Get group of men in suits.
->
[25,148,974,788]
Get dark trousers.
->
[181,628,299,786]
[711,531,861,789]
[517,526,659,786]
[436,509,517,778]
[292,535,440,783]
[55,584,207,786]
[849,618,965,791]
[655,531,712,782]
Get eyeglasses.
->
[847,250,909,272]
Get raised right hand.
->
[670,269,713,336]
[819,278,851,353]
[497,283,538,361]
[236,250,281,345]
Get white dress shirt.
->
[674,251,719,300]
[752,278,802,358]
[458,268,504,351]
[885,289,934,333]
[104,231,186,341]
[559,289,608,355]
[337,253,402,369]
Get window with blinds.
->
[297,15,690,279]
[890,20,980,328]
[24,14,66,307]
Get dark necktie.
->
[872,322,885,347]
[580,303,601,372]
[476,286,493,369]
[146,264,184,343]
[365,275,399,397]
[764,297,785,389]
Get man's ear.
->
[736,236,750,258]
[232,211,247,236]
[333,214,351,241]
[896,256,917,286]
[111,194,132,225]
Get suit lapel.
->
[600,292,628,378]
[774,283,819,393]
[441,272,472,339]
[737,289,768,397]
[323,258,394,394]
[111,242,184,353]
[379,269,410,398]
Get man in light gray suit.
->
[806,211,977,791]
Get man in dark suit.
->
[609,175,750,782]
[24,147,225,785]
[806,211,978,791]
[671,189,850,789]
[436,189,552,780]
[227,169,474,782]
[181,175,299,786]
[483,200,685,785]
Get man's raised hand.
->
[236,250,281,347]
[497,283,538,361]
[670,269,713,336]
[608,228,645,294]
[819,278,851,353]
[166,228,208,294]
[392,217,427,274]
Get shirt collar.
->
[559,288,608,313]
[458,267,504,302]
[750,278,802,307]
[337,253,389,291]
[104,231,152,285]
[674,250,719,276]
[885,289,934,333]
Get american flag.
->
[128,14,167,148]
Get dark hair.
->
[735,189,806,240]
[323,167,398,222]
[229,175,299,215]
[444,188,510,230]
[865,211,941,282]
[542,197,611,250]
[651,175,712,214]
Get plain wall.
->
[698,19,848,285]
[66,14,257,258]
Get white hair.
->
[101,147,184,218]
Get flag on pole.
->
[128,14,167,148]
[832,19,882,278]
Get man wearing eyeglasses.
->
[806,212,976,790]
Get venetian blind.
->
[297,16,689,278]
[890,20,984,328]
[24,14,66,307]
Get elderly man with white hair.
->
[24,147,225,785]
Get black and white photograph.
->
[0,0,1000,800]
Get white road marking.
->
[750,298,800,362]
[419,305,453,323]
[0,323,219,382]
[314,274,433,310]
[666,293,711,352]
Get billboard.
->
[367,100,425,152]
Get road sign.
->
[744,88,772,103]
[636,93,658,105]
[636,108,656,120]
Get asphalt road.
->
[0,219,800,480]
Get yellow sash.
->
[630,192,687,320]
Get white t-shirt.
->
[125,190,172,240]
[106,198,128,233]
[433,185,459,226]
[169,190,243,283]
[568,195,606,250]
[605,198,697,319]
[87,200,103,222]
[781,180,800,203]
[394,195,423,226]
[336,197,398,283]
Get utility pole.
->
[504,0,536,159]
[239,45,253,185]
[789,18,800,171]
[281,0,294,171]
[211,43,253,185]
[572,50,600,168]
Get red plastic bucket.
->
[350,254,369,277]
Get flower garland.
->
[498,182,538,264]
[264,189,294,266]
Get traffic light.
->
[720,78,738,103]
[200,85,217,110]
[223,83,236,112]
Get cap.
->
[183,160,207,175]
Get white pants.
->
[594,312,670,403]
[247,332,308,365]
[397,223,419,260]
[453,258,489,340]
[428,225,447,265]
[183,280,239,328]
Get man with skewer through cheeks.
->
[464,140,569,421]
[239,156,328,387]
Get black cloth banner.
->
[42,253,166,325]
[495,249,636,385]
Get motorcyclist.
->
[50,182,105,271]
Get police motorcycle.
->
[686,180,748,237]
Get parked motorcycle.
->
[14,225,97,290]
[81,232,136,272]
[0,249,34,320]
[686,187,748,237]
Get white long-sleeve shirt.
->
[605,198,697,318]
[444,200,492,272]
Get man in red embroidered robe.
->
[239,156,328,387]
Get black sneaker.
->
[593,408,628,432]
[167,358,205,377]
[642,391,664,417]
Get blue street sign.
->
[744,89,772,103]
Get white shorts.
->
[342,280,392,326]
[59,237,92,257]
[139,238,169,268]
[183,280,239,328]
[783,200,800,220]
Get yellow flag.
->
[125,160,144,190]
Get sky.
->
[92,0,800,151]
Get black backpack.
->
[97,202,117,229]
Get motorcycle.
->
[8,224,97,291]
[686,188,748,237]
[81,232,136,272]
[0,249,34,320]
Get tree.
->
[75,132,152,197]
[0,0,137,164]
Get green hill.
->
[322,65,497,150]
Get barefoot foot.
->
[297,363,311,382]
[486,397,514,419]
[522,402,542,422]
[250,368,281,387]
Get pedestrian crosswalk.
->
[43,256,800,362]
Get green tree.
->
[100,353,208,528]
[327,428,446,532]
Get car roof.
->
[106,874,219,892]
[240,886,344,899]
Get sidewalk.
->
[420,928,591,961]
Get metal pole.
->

--------

▶ [REQUEST]: Copy the listing from its first line through the line containing "[806,211,977,791]", replacing "blinds" with "shutters" and leaving everything else as it is.

▶ [RESPONSE FOR THIS EXERCISE]:
Get group of men in suits.
->
[25,148,974,788]
Get dark trousers.
->
[181,628,299,786]
[711,531,861,789]
[517,526,659,786]
[436,509,517,778]
[292,535,440,783]
[55,584,207,786]
[849,618,965,791]
[655,531,712,782]
Get eyeglasses.
->
[847,250,909,272]
Get raised right hand.
->
[670,269,713,336]
[819,278,851,353]
[497,283,538,361]
[236,250,281,345]
Get white dress shirt.
->
[674,251,719,300]
[752,278,802,358]
[458,268,504,351]
[885,289,934,333]
[104,231,186,341]
[559,289,608,355]
[337,253,402,369]
Get window with shutters.
->
[297,15,690,279]
[890,20,980,328]
[24,14,66,307]
Get dark necktie.
->
[872,322,885,347]
[580,303,601,372]
[476,286,493,369]
[146,264,184,343]
[365,275,399,397]
[764,297,785,389]
Get man's ear.
->
[736,236,750,258]
[232,211,247,236]
[333,214,351,241]
[896,256,917,286]
[111,194,132,225]
Get suit lapel.
->
[600,292,628,378]
[774,283,819,393]
[441,272,472,339]
[737,289,768,397]
[323,258,394,394]
[111,242,184,353]
[379,269,410,398]
Get man in light gray suit.
->
[806,211,977,791]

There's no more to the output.